What is needed:
How many lines in the records below contain the word "foam"? Reply with the number alone.
- - -
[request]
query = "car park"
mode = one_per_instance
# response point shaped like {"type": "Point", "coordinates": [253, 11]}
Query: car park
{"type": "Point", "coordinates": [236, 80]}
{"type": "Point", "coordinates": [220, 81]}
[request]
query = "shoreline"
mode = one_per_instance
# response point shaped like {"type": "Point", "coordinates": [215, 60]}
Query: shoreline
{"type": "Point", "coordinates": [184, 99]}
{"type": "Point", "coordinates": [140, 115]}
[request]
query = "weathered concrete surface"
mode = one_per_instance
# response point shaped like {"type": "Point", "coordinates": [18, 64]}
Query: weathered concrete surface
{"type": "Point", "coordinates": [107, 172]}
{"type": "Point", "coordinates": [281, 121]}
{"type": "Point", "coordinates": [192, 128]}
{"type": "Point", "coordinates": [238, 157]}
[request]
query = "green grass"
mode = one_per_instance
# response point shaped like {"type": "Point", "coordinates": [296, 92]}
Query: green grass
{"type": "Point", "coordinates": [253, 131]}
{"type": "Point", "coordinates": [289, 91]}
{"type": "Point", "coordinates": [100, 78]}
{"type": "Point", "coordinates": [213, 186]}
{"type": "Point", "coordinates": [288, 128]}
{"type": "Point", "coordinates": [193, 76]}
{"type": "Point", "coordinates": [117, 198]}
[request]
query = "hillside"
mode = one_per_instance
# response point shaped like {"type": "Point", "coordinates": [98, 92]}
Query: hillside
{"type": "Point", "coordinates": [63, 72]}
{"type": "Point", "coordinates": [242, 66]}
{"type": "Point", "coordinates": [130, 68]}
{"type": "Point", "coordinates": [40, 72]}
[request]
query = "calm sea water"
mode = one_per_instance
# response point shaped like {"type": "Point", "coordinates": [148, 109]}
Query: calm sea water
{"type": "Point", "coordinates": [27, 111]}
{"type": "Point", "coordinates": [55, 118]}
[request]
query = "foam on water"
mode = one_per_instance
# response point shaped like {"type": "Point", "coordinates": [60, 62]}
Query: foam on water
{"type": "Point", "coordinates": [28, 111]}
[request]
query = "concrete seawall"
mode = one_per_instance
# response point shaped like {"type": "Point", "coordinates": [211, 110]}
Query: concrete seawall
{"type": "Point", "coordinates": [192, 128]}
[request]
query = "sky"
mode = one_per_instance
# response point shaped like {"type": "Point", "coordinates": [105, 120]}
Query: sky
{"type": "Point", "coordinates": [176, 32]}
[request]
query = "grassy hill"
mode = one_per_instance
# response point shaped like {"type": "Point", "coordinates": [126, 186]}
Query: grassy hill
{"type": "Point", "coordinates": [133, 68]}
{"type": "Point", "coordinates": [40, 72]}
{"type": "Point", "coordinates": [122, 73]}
- - -
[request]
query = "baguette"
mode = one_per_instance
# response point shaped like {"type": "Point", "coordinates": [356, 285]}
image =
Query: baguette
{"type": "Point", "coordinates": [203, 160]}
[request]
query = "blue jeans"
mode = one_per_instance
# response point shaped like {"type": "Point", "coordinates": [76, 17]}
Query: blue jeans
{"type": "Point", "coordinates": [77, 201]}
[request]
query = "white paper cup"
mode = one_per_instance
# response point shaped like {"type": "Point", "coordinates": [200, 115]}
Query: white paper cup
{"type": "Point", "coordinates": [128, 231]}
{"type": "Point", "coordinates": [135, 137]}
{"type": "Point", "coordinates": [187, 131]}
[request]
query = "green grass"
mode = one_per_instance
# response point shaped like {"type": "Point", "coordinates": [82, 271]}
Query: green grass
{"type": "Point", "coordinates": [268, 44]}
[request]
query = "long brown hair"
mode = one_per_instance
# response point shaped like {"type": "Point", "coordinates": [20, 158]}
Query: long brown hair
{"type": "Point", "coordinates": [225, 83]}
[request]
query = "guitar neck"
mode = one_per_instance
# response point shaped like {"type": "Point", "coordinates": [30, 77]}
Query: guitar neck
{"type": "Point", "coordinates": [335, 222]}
- - -
The output:
2